Richiesta assegnata: Riporta tali e quali le righe del materiale dalla riga che contiene "where the faucet" a quella che contiene "[357, 202, 398, 273]", estremi inclusi.
**** Dati di lavoro ****
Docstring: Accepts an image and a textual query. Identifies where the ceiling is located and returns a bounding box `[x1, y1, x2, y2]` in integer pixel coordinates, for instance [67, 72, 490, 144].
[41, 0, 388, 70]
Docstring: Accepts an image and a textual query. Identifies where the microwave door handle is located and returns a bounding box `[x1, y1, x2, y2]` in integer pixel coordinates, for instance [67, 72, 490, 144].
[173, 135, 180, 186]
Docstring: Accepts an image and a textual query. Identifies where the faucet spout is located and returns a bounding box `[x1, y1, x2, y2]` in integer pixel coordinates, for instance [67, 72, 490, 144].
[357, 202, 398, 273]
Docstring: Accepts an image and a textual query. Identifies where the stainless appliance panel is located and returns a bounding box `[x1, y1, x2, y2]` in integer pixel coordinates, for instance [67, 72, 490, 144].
****
Soluzione proposta:
Docstring: Accepts an image and a textual query. Identifies where the faucet spout is located and returns a bounding box `[x1, y1, x2, y2]` in integer pixel coordinates, for instance [67, 72, 490, 144].
[357, 202, 398, 273]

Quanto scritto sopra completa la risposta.